▶ **Excerpt provided**:
# # # # # # #

Cursive's Domestica
Saddle Creek
By: Eric G.
If you read the lyrics before listening to this record, I doubt it'd make it to the turntable. Even a glance at the cover art might steer you away. Hell, this album sat in a pile for months before I could even bring myself to review it. It looks like an emo album about marriage, and it definitely reads like one. It's practically a play by play account of a relationship crumbling from the perspective of a bitter ex-husband. I finally sat down with it and was surprised to find that it rocked despite all the calculated emotional content.
It's impossible to ignore the fact that the singer, Tim Kasher, wrote these songs about his brief marriage. It's mostly a one-sided emotional bloodletting, where Kasher tries to examine what went wrong. He expresses his rage through explosive guitars, guttural vocals and airtight changes. It's also lightly interspersed with electronics. Cursive's music is rooted in mid-eighties DC punk, but Kasher injects enough passion and anger to make it sound invigorating.
Even if the whole concept puts you off, I dare say you could find enough here to appreciate without involving yourself emotionally. But if you're the type who likes to read along with the lyrics you're in for a depressing thirty minutes or so. On "The Casualty" Kasher makes high school journal-type lines sound like bombs in your ears: "Sweetie, the moon has raped me/it's left its seeds like a tomb inside me/so I must learn to abort these feelings/this romance is bleeding."
Kasher has quite an ear for melody and he has an impressive vocal dynamic, knowing exactly when to push it hard. His vocal style is so catchy you find yourself practically singing his horror stories along with him: "Your tears are only alibis/to prove you still feel/you only feel sorry for yourself/and that's how you thrive" ("The Martyr"). I'm reminded of both Jawbreaker and Jawbox at times but never to the point where I feel cheated. Kasher melds his influences well with his unique situation. Let's face it, there aren't too many youthful punk albums about marriage.
It seems like this wouldn't be a very fun album to return to again and again, unless you're a glutton for dejection and despair, but it's got an eerie allure. The voyeurism inherent to the whole album is appealing in itself, but it's the balance between the tight musicianship and the explosiveness of Kasher's vocals that make it so engrossing. I feel silly now for letting this album collect dust for so long because I can't stop listening to it. Kasher took quite a gamble here: the 'punk rock concept album' is hard to pull off, but Cursive not only pulls it off but walks away with one of the best punk albums of the year.

# # # # # # #

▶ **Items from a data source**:
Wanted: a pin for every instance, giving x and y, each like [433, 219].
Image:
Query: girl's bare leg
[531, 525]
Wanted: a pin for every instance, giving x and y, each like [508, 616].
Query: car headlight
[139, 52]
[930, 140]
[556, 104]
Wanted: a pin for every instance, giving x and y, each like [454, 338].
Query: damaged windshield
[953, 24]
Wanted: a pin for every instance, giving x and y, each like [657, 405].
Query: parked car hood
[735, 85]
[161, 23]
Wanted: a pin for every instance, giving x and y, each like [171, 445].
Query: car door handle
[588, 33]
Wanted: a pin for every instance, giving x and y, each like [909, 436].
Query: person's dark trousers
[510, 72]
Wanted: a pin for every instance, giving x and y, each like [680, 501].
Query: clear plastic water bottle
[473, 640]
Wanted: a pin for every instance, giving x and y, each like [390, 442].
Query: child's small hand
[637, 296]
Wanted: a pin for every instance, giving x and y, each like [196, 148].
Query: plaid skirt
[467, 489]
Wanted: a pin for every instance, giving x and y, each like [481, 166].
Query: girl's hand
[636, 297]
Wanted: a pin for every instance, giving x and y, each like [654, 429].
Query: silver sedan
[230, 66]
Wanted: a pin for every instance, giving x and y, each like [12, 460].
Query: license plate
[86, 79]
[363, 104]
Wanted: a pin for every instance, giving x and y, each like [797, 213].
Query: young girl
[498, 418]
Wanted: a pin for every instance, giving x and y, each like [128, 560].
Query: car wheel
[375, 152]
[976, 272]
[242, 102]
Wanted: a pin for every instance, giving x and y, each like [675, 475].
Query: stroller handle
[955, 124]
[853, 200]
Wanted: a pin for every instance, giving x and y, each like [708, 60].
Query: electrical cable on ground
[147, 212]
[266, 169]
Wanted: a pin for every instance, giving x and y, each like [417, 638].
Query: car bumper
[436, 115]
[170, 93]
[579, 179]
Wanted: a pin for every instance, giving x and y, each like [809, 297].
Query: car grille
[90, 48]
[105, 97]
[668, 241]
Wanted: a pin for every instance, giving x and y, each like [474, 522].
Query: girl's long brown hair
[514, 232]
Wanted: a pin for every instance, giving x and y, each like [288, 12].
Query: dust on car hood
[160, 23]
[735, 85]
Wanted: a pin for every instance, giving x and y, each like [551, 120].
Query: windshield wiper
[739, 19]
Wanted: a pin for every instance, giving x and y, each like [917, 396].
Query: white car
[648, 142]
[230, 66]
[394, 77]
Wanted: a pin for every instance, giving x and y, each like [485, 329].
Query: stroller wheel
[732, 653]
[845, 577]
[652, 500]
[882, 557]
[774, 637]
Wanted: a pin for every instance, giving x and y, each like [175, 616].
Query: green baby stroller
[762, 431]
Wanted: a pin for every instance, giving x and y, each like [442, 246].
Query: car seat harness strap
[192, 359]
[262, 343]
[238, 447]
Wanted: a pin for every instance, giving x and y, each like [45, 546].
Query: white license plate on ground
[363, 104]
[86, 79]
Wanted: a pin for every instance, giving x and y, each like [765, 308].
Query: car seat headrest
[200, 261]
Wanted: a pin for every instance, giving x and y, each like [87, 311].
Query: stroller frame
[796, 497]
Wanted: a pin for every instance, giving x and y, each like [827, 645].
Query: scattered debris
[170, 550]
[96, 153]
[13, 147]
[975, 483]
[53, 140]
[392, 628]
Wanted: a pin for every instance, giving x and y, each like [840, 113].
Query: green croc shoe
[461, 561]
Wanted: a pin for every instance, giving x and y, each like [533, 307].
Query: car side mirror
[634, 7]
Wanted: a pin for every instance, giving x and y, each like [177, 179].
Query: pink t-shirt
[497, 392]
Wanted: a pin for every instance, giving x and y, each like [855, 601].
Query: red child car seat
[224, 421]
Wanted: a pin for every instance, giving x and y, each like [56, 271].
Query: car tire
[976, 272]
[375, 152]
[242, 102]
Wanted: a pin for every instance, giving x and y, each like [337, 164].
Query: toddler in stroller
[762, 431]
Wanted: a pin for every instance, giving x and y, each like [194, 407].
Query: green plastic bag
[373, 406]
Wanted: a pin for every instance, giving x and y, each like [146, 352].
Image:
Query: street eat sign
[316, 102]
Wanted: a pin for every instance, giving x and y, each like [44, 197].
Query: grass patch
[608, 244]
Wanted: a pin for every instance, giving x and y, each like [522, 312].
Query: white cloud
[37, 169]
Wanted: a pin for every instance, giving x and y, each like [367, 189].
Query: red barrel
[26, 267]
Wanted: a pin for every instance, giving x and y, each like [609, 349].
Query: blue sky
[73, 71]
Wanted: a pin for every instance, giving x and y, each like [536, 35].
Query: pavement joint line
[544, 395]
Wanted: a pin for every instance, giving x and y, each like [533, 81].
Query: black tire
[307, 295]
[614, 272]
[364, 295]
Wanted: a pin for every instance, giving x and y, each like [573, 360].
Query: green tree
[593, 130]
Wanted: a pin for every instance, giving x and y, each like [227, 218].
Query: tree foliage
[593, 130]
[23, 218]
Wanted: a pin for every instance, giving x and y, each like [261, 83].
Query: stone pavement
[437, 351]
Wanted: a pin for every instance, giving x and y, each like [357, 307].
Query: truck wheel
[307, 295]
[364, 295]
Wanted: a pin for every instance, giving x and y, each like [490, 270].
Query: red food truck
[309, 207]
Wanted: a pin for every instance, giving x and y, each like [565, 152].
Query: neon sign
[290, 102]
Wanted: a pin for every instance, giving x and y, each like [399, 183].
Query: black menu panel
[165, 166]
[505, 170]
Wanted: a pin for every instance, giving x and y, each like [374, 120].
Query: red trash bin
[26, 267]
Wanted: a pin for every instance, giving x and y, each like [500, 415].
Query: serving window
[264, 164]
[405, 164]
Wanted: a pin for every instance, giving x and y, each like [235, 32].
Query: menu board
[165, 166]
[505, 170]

# # # # # # #

▶ **Aim of the task**:
List every band named in the review of Domestica above.

▶ **Reply to the exercise**:
Cursive, Jawbreaker, Jawbox